AUSGEWÄHLTER AUSZUG:

■ ■ ■ ■

Führungskräfte müssen authentisch sein – müssen sie?

7. Juni 2019

Eine kurze Reflexion incl. Empfehlung zu einer immer wieder erhobenen Forderung

In den Medien wird erneut diskutiert und konstatiert: „liebe CEO´s, CFO´s, Geschäftsführerinnen, Abteilungsleiter, Eure noch so ausgeklügelte Strategie wird Euch wenig nutzen, wenn Ihr nicht authentisch rüberkommt. Ihr werdet nur dann wirksam sein, wenn Ihr als authentisch erlebt werdet.“
So das aktuelle Mantra, belegt mit Umfragewerten. Besonders die jüngeren Mitarbeitenden seien da besonders aufmerksam und wenden sich frustriert ab („Ich lasse mich doch nicht verarschen“), wenn sie den Eindruck haben, es wird ihnen ein X für ein U vorgemacht.

Der Wunsch nach Orientierung und Verlässlichkeit nimmt zu

Natürlich, wenn Komplexität, Widersprüche und Ungewissheiten zunehmen, Orientierung nicht einfach zu haben ist, dann will man sich wenigstens auf seine relevanten „Gegenüber“ verlassen können. In Organisationen sind diese relevanten Gegenüber nun mal jene mit Führungsverantwortung. Eine Relevanz, die sich aus der speziellen Konstellation ergibt. Führung schafft rein strukturell eine Asymmetrie, ein Führen und Geführt-werden, ein Oben und Unten (das meine ich ganz ohne Vorwurf).  Daher erwartet jeder – auf welcher Stufe auch immer, dass sich die „Oben“ nicht nur als kompetent, sondern auch als würdig, als Glaub-würdig erweisen.

■ ■ ■ ■

DATEN ZUR PRÜFUNG:
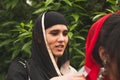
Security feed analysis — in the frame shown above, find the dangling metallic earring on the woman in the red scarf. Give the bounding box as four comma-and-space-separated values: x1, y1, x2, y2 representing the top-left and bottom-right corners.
97, 60, 107, 80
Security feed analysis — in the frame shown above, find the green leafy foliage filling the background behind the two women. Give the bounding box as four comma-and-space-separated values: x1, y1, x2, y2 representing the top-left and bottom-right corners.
0, 0, 120, 80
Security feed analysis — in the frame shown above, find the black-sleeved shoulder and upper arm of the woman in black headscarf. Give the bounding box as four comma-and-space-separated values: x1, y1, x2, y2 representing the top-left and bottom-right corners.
6, 60, 28, 80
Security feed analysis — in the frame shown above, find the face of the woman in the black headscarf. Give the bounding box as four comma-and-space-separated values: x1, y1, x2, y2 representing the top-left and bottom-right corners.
46, 24, 68, 57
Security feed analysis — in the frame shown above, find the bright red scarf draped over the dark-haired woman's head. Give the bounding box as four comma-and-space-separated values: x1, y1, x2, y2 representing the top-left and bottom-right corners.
85, 14, 112, 80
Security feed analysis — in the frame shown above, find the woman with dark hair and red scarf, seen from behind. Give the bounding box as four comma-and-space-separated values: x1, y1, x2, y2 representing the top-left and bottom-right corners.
85, 12, 120, 80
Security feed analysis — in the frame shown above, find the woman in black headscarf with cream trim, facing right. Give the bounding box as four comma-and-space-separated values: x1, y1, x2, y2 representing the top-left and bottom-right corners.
7, 11, 85, 80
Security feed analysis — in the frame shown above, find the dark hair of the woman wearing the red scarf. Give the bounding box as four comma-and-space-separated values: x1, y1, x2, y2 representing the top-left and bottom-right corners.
93, 14, 120, 74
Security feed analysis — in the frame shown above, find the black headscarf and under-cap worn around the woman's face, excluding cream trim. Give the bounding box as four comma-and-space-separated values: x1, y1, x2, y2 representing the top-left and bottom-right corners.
29, 11, 69, 80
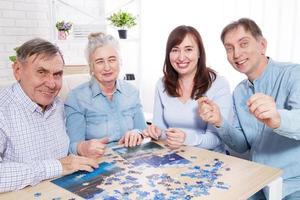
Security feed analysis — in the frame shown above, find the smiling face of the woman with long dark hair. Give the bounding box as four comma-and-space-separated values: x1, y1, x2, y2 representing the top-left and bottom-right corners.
169, 35, 199, 77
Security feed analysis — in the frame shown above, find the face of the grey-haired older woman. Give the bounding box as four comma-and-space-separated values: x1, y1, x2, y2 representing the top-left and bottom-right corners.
91, 44, 120, 84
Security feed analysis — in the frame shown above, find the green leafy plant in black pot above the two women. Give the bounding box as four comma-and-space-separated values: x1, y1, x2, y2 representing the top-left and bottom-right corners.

■ ■ ■ ■

FRAGEN:
**1.** Können Sie aus dem Text über authentische Führungskräfte die Stelle von „In den Medien“ bis einschließlich „ein U vorgemacht.“ wortgetreu abschreiben?
**2.** Können Sie den Text über authentische Führungskräfte nach seinem letzten Satz fortsetzen?
Die Einträge stammen aus einer anderen Quelle als der Text über authentische Führungskräfte.

ANTWORTEN JE AUFGABE:
**1.**
In den Medien wird erneut diskutiert und konstatiert: „liebe CEO´s, CFO´s, Geschäftsführerinnen, Abteilungsleiter, Eure noch so ausgeklügelte Strategie wird Euch wenig nutzen, wenn Ihr nicht authentisch rüberkommt. Ihr werdet nur dann wirksam sein, wenn Ihr als authentisch erlebt werdet.“
So das aktuelle Mantra, belegt mit Umfragewerten. Besonders die jüngeren Mitarbeitenden seien da besonders aufmerksam und wenden sich frustriert ab („Ich lasse mich doch nicht verarschen“), wenn sie den Eindruck haben, es wird ihnen ein X für ein U vorgemacht.

**2.**
Man möchte – zu Recht – davon ausgehen, dass deren Aussagen, Versprechen nicht nur kompetenten Überlegungen folgen, sondern kongruent sind mit innerlichen Überzeugungen und Einsichten.

Im Widerspruch von Wunsch und Erfüllung

Ich empfehle auch bei dieser Thematik (siehe meinen letzten Blog zu New Work) die Kirche im Dorf zu lassen.

Denn, denn man kann nicht in dieses Innere unseres Gegenüber hineinsehen, man kann nicht sicherstellen, ob man nicht doch einem rhetorischen Kniff hereingefallen ist. Der oder die andere ist eine „Black Box“ (das ist man oft auch für sich selbst), daher sind wir dankbar für jede „Erhellung“, für jede Offenlegung, ohne je sicher sein zu können, jetzt, war das, wir gesehen und gehört haben, jetzt Wirklichkeit oder Zauberei.

Also zeigt uns, dass Ihr Authentizität in Eurem Repertoire habt.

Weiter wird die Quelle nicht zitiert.